» **GOAL OF THE EXERCISE**
In the sketch of R.B. Willis below, translate the sentence "Robert Burch Willis was born in Adams, New York in 1834 to Willet R. Willis, a wool merchant." into Spanish.

» **SELECTED EXCERPT**
Robert Burch Willis was born in Adams, New York in 1834 to Willet R. Willis, a wool merchant. Starting his career as a machinist, at age 19 R.B. commenced his westward journey, traveling to Illinois for a few months before continuing on to Iowa where he was employed as a messenger for the U.S. Express Company. From here he moved around Missouri and Kansas, now with the Adams Express Company, and established routes until 1858 when gold fever struck and he relocated to the “Montana” settlement near Denver. Having little success he went to Central City in 1859, then to Colorado City, now Colorado Springs, where he put down roots long enough to establish a mercantile business.
In 1861, when Colorado was organized as a territory, R.B. represented his town in the territorial council. He had befriended La Veta’s own Colonel John M. Francisco, also a member of the first legislature, and between them they lobbied for the territorial capital to be located in Colorado City, which it was.
About 1864 R.B. first visited Francisco at his plaza along the Cucharas River. Here he made the acquaintance of the Colonel’s sister, Mary Murray Francisco, who was visiting from the Kansas City, Missouri vicinity.
R.B. moved permanently to La Veta in 1866. The following year, on March 17, he married Murray Francisco, possibly in Pueblo or Colorado Springs, because it wasn’t in Huerfano County. Murray was born in 1829 so was five years older than R.B. They had two daughters but one died as an infant and was buried on the Willis ranch south of La Veta. The surviving daughter, Mary, known as Mamie, was born in 1869 and married Dr. A.W. Morton in 1894, also not in Huerfano County! The couple moved on to San Francisco, California at an early date, before 1900. They had at least one daughter, born in July 1900.
In 1871 R.B. bought a tract of land from Francisco and went into sheep raising. He must have known a thing or two about sheep because of his father’s occupation, and he spent the next 15 years as a sheep grower. In 1886 he sold out the sheep and turned to cattle raising. R.B. knew enough about sheep to move his herds to the eastern plains during the winter months, and possibly through shearing time. In 1880, for instance, he sent a flock of 1,000 to Kansas.
As an only child, Mamie may have been a bit pampered. In 1881 she received from her father a piano for Christmas – she would have been a mere 12 at the time.
1893 was not a good year for R.B. On January 10, Murray died of pneumonia. Less than two weeks later, his ranch house burned down. He threw in the towel and moved to California. He died there in July 1900. Mamie did not last much longer, dying in 1905. In his 66 years, R.B. had covered the country practically from one coast to the other, from New York to California.

» **EXTRACTED INFORMATION**
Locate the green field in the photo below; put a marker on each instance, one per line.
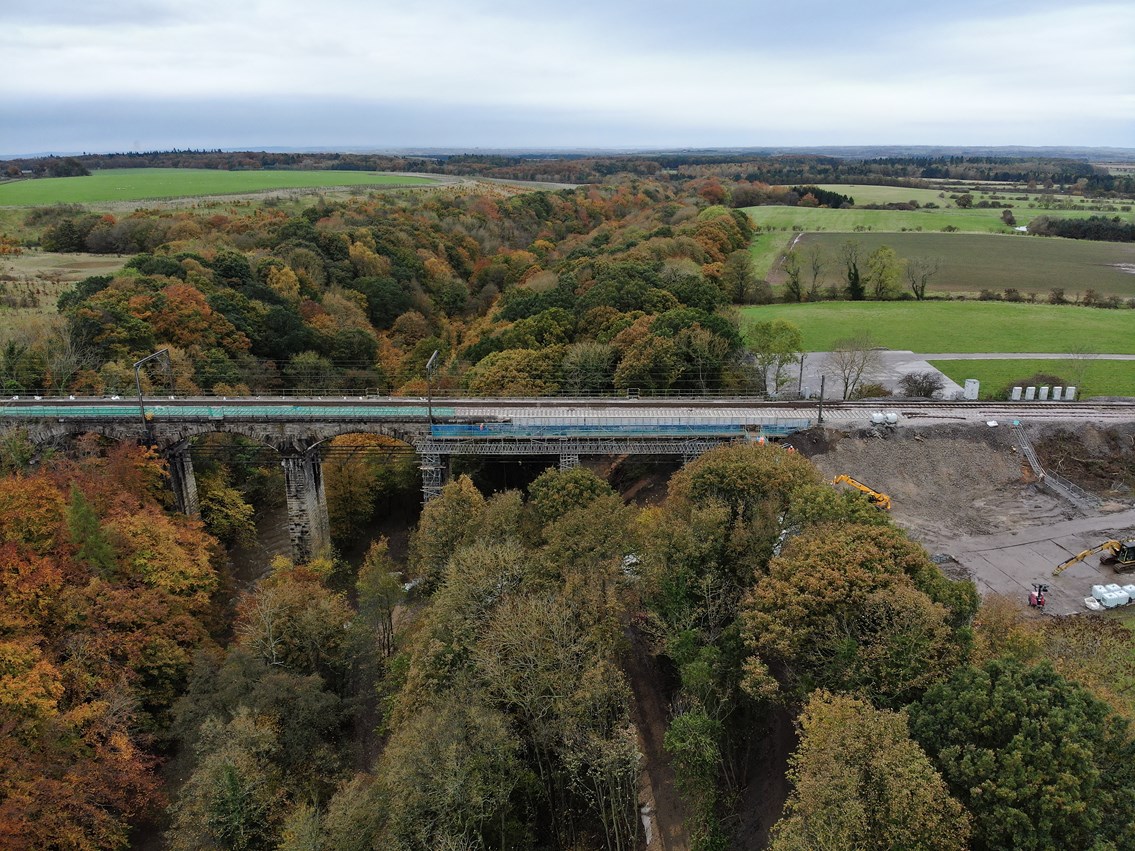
(1090, 377)
(868, 194)
(972, 262)
(939, 327)
(765, 250)
(149, 184)
(846, 221)
(1006, 196)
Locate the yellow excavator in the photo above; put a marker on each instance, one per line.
(1121, 554)
(880, 499)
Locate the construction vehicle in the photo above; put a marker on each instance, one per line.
(1119, 554)
(877, 498)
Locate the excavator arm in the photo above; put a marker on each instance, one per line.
(1114, 546)
(880, 499)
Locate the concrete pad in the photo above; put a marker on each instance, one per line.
(1009, 563)
(893, 365)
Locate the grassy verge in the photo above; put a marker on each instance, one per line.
(959, 326)
(766, 249)
(1092, 378)
(972, 262)
(821, 219)
(143, 184)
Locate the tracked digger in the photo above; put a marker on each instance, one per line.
(1120, 554)
(879, 499)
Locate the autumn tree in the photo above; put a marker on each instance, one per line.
(859, 781)
(1036, 759)
(379, 590)
(816, 263)
(884, 270)
(447, 522)
(738, 279)
(851, 253)
(793, 288)
(855, 608)
(918, 272)
(775, 344)
(854, 360)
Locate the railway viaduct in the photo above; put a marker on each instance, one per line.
(560, 429)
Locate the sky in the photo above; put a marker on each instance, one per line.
(145, 75)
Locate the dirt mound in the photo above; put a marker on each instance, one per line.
(944, 480)
(1101, 461)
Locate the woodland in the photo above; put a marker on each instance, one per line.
(486, 684)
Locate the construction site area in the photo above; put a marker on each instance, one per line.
(1003, 505)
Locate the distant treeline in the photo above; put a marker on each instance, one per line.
(1094, 227)
(773, 169)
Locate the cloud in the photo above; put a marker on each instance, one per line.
(822, 73)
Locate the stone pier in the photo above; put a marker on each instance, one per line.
(182, 479)
(307, 503)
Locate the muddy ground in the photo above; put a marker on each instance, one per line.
(966, 495)
(946, 481)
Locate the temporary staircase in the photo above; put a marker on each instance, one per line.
(1053, 481)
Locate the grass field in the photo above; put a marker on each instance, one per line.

» **OUTPUT OF THE EXERCISE**
Robert Burch Willis nació en Adams, Nueva York, en 1834, hijo de Willet R. Willis, un comerciante de lana.